TASK STATEMENT: Rewrite the entries starting at the line that contains "528, row 369." and ending at the line that contains "column 56, row 117", replacing "marker" with "pin" and leaving everything else unchanged.

DATA FOR PROCESSING:
○ ○ ○

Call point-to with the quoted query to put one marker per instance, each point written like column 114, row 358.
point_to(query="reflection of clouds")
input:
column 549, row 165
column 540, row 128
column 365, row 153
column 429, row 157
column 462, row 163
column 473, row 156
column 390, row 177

○ ○ ○

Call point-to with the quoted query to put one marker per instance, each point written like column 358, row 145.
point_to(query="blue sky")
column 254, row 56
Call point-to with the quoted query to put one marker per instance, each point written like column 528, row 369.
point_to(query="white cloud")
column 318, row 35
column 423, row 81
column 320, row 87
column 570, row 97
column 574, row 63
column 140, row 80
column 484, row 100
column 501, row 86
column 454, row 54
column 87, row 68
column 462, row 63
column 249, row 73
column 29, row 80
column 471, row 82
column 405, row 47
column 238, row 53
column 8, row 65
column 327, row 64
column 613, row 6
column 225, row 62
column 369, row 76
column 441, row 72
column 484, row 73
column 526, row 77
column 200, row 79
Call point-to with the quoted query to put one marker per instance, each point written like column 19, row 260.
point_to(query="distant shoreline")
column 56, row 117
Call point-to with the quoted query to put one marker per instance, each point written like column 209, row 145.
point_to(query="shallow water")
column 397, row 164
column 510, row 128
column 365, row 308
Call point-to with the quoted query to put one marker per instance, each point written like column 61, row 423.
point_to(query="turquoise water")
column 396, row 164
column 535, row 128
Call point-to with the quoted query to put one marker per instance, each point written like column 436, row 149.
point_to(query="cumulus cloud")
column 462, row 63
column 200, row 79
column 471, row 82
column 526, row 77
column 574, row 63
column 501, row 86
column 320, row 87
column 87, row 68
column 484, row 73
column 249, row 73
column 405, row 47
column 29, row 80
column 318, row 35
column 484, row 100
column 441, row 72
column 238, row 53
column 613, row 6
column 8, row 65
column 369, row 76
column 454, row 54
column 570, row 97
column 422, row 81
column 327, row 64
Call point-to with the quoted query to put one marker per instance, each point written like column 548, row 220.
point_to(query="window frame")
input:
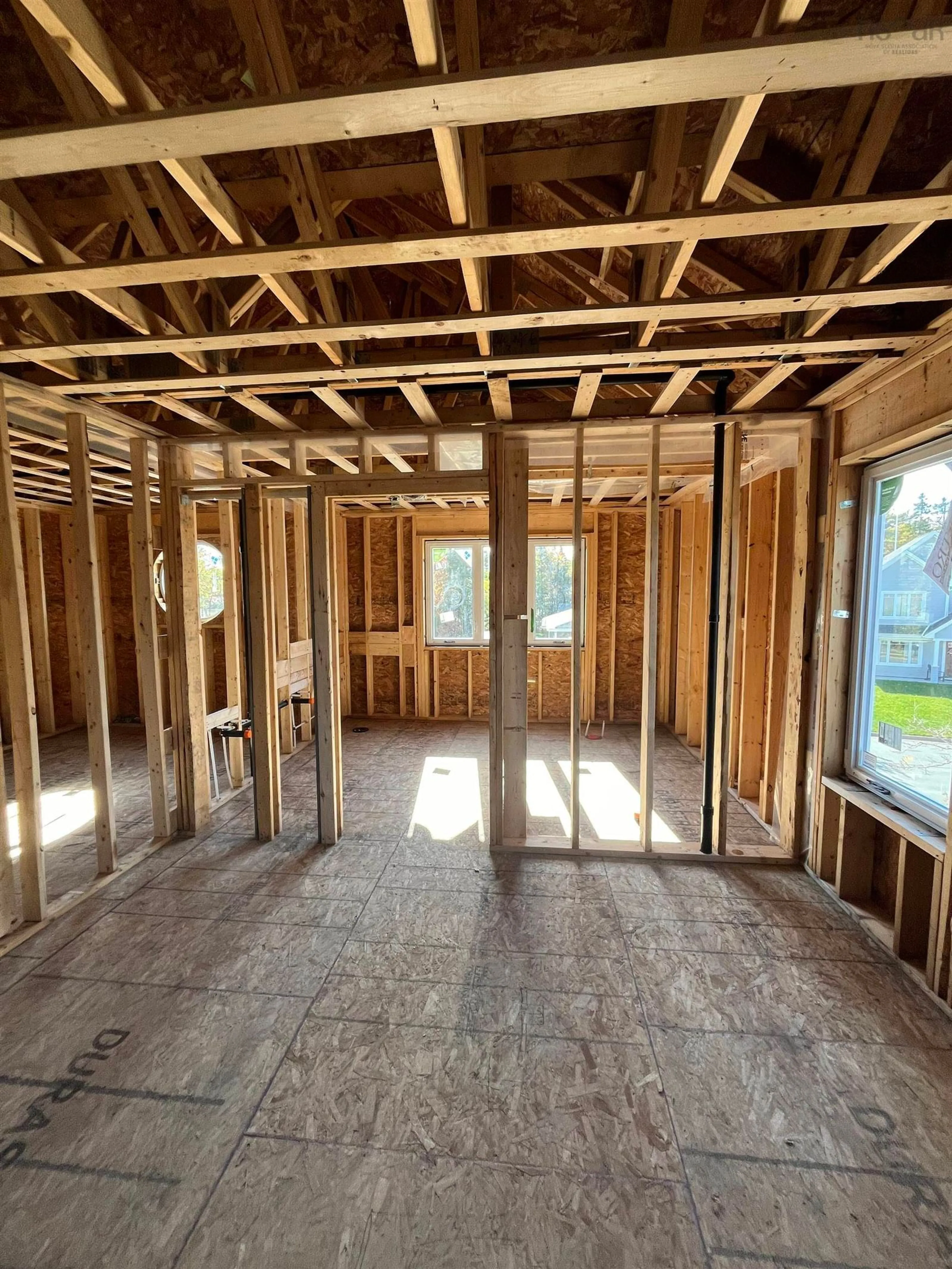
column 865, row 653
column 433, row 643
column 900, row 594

○ ○ ○

ANSWER TO THIS TASK:
Call point-to with the quoted query to put one pin per instance, each point written like column 528, row 369.
point_to(query="white cloud")
column 318, row 35
column 423, row 81
column 320, row 87
column 570, row 97
column 574, row 63
column 140, row 80
column 484, row 100
column 501, row 86
column 454, row 54
column 87, row 68
column 462, row 63
column 249, row 73
column 29, row 80
column 471, row 82
column 405, row 47
column 238, row 53
column 8, row 65
column 327, row 64
column 613, row 6
column 225, row 62
column 369, row 76
column 441, row 72
column 484, row 73
column 526, row 77
column 200, row 79
Call point-to with the quoted query to put one pin per instance, each point written like column 19, row 260.
point_to(query="distant shoreline")
column 56, row 117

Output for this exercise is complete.